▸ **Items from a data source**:
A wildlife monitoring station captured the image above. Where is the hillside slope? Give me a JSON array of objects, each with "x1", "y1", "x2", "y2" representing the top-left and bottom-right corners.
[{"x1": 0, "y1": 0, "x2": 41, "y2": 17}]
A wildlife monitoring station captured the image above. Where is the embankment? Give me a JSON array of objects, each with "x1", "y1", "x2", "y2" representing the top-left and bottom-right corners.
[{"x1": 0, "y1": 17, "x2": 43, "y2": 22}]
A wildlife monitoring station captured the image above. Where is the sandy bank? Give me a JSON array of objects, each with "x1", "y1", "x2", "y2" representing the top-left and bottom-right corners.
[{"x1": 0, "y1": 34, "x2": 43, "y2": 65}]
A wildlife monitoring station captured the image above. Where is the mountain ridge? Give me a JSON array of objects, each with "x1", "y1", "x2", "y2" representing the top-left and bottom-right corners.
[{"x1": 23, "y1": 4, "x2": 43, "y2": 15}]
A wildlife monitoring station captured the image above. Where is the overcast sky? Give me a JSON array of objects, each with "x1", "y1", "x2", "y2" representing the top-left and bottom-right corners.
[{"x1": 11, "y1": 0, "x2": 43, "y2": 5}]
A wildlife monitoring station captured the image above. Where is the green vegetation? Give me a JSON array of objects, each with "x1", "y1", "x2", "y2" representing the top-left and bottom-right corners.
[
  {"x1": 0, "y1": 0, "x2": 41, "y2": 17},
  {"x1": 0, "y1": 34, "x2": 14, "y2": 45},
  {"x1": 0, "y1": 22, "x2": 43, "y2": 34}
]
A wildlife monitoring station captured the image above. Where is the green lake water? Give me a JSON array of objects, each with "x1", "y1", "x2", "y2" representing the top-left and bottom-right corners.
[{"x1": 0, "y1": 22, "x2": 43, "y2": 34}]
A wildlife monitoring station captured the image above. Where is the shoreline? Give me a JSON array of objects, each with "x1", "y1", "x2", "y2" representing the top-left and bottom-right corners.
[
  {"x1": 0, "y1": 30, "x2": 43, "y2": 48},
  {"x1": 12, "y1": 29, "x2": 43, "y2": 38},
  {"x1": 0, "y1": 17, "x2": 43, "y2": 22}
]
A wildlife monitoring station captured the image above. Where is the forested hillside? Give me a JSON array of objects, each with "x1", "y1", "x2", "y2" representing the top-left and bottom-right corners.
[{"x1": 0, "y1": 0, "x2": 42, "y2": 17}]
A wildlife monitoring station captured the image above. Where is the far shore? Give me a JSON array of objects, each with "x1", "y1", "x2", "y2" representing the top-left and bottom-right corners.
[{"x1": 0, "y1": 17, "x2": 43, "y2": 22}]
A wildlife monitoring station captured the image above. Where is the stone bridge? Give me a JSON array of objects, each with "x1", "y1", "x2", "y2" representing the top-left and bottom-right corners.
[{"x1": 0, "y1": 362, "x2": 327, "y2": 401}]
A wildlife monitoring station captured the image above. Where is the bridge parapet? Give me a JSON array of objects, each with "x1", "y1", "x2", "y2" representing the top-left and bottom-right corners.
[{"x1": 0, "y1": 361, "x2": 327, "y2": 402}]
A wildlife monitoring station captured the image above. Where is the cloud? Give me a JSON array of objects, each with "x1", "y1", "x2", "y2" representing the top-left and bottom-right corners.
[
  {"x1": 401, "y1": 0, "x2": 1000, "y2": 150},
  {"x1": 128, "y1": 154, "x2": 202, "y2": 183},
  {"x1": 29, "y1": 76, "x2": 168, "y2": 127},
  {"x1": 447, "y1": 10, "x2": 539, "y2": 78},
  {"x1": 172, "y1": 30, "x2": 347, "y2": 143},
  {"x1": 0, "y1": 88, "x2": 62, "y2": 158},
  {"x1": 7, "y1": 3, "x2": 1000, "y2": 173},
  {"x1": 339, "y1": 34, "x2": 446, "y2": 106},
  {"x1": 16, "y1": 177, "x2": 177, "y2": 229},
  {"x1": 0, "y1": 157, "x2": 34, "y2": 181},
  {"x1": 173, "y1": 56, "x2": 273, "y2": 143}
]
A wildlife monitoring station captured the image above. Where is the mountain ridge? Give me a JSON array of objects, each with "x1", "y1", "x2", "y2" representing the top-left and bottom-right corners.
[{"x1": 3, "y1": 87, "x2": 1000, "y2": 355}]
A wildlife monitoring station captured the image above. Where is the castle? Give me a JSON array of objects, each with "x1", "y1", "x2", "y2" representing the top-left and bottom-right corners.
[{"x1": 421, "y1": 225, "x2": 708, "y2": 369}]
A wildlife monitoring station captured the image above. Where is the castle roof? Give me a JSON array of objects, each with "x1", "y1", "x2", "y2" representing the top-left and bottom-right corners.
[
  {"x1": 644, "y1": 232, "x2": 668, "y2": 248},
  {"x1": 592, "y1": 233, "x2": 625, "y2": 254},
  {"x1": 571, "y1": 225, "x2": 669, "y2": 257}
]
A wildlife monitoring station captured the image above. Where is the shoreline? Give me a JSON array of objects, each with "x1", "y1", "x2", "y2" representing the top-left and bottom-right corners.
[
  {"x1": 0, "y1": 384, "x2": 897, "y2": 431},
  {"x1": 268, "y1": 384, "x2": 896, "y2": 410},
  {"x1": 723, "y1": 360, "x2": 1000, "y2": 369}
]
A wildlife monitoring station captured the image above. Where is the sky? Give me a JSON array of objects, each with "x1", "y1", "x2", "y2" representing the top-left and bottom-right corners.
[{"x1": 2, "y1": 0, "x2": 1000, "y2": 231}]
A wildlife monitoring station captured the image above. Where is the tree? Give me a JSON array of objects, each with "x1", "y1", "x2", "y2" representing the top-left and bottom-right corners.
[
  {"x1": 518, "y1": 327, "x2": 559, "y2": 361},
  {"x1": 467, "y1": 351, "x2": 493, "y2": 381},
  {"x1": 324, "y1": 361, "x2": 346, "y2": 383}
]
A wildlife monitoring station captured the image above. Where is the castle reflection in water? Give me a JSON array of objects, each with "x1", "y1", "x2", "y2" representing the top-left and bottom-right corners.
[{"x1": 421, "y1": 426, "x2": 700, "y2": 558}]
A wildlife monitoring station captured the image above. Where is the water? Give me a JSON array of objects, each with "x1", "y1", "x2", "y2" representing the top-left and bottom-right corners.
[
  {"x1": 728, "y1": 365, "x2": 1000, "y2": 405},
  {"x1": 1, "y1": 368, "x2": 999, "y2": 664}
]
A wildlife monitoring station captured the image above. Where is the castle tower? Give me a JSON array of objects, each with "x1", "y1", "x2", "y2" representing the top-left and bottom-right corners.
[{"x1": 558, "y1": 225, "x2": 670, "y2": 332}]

▸ **Directions**: Each line above should appear again, reproduced exactly.

▸ **Response to the task**:
A wildlife monitoring station captured the image above. Where is the hillside slope? Give me a JSON array of objects, each with "x1", "y1", "x2", "y2" representing the top-left and bottom-right corners.
[{"x1": 0, "y1": 0, "x2": 41, "y2": 17}]
A wildlife monitoring station captured the image above. Where is the embankment? Give me a JSON array of objects, each with "x1", "y1", "x2", "y2" representing the top-left and bottom-right corners.
[{"x1": 0, "y1": 17, "x2": 43, "y2": 22}]
A wildlife monitoring station captured the image above. Where is the sandy bank? Give me a JSON array of objects, each with "x1", "y1", "x2", "y2" representing the top-left and bottom-right corners.
[{"x1": 0, "y1": 34, "x2": 43, "y2": 65}]
A wildlife monitoring station captured the image above. Where is the mountain ridge? Give me a JSON array of objects, each with "x1", "y1", "x2", "y2" representing the top-left and bottom-right corners.
[{"x1": 23, "y1": 4, "x2": 43, "y2": 15}]
A wildlife monitoring station captured the image above. Where is the overcast sky? Give me a JSON array of objects, each with "x1", "y1", "x2", "y2" representing the top-left and bottom-right corners.
[{"x1": 11, "y1": 0, "x2": 43, "y2": 5}]
A wildlife monitoring station captured the image above. Where is the green vegetation? Give me a JSON array of objects, each with "x1", "y1", "x2", "y2" representing the top-left and bottom-right corners.
[
  {"x1": 0, "y1": 0, "x2": 41, "y2": 17},
  {"x1": 0, "y1": 34, "x2": 14, "y2": 45},
  {"x1": 0, "y1": 22, "x2": 43, "y2": 34}
]
A wildlife monitoring station captured the image above. Where is the green lake water? Give me a JSON array of objects, each with "x1", "y1", "x2", "y2" representing the top-left and bottom-right corners.
[{"x1": 0, "y1": 22, "x2": 43, "y2": 34}]
A wildlife monitoring station captured the image above. Where is the shoreline? Give me a JSON array of objects, each with "x1", "y1", "x2", "y2" representing the top-left and bottom-right corners.
[
  {"x1": 0, "y1": 30, "x2": 43, "y2": 48},
  {"x1": 12, "y1": 29, "x2": 43, "y2": 38},
  {"x1": 0, "y1": 17, "x2": 43, "y2": 22}
]
A wildlife monitoring station captured the image above. Where is the forested hillside? Give me a JSON array of objects, each with "x1", "y1", "x2", "y2" representing the top-left and bottom-right corners.
[{"x1": 0, "y1": 0, "x2": 42, "y2": 17}]
A wildlife monitoring station captured the image above. Where is the far shore? Give me a JSON array of objects, each with "x1", "y1", "x2", "y2" representing the top-left and bottom-right corners.
[{"x1": 0, "y1": 17, "x2": 43, "y2": 22}]
A wildlife monitoring station captured the image above. Where is the stone bridge? Give me a JSON array of objects, each with "x1", "y1", "x2", "y2" representing the top-left and bottom-right corners.
[{"x1": 0, "y1": 362, "x2": 327, "y2": 401}]
A wildlife monitoring station captured the image above. Where is the bridge parapet? Give me a JSON array of objects, each with "x1", "y1", "x2", "y2" representing the top-left and bottom-right corners.
[{"x1": 0, "y1": 361, "x2": 327, "y2": 402}]
A wildlife monitoring station captured the image above. Where is the cloud? Give me a JSON array of objects, each with "x1", "y1", "x2", "y2" representing the top-left and bottom-right corners.
[
  {"x1": 401, "y1": 0, "x2": 1000, "y2": 150},
  {"x1": 128, "y1": 154, "x2": 202, "y2": 183},
  {"x1": 29, "y1": 76, "x2": 168, "y2": 127},
  {"x1": 447, "y1": 10, "x2": 539, "y2": 78},
  {"x1": 172, "y1": 30, "x2": 347, "y2": 143},
  {"x1": 0, "y1": 88, "x2": 62, "y2": 158},
  {"x1": 7, "y1": 3, "x2": 1000, "y2": 173},
  {"x1": 339, "y1": 34, "x2": 446, "y2": 106},
  {"x1": 16, "y1": 177, "x2": 177, "y2": 229},
  {"x1": 0, "y1": 157, "x2": 34, "y2": 181},
  {"x1": 173, "y1": 56, "x2": 273, "y2": 143}
]
A wildlife monitoring station captured the image above. Where is the mountain ridge? Give me a JSON array of objects, each with "x1", "y1", "x2", "y2" representing the top-left and bottom-right corners.
[{"x1": 3, "y1": 87, "x2": 1000, "y2": 355}]
A wildlife monitoring station captured the image above. Where is the castle? Give me a JSON array of objects, each with "x1", "y1", "x2", "y2" representing the top-left and bottom-right corners.
[{"x1": 421, "y1": 225, "x2": 708, "y2": 369}]
A wildlife monitoring station captured the image above. Where is the castle roof? Give me a JSON array of objects, each with "x1", "y1", "x2", "y2" representing the top-left and bottom-right corners.
[
  {"x1": 644, "y1": 232, "x2": 668, "y2": 248},
  {"x1": 592, "y1": 233, "x2": 625, "y2": 254},
  {"x1": 571, "y1": 225, "x2": 669, "y2": 257}
]
A wildlife monitoring station captured the image above. Where is the shoreline? Give me a JSON array of objects, each with "x1", "y1", "x2", "y2" representing the top-left and bottom-right corners.
[
  {"x1": 0, "y1": 384, "x2": 897, "y2": 431},
  {"x1": 268, "y1": 384, "x2": 896, "y2": 410},
  {"x1": 723, "y1": 360, "x2": 1000, "y2": 369}
]
A wildlife monitoring station captured the image above. Where is the sky? Give me a JSON array of objects, each with "x1", "y1", "x2", "y2" representing the top-left and bottom-right corners.
[{"x1": 2, "y1": 0, "x2": 1000, "y2": 231}]
A wildlife monitoring station captured the image above. Where is the tree? Give me a JSON array of objects, each with "x1", "y1", "x2", "y2" representing the top-left and bottom-right corners.
[
  {"x1": 518, "y1": 327, "x2": 559, "y2": 361},
  {"x1": 467, "y1": 351, "x2": 493, "y2": 381},
  {"x1": 324, "y1": 361, "x2": 346, "y2": 383}
]
A wildlife monitoring station captured the image above. Where is the castle reflection in water? Give me a JSON array of objects, each with "x1", "y1", "x2", "y2" representing the top-left and bottom-right corners.
[{"x1": 421, "y1": 426, "x2": 700, "y2": 558}]
A wildlife monitoring station captured the image above. Where is the water? Give me a JSON array of objects, each with "x1", "y1", "x2", "y2" representing the top-left and bottom-right corners.
[
  {"x1": 728, "y1": 365, "x2": 1000, "y2": 405},
  {"x1": 1, "y1": 368, "x2": 999, "y2": 664}
]
A wildlife monitoring station captured the image above. Where is the castle tower? Give me a JSON array of objects, each with "x1", "y1", "x2", "y2" representing the top-left and bottom-right corners.
[{"x1": 558, "y1": 225, "x2": 670, "y2": 332}]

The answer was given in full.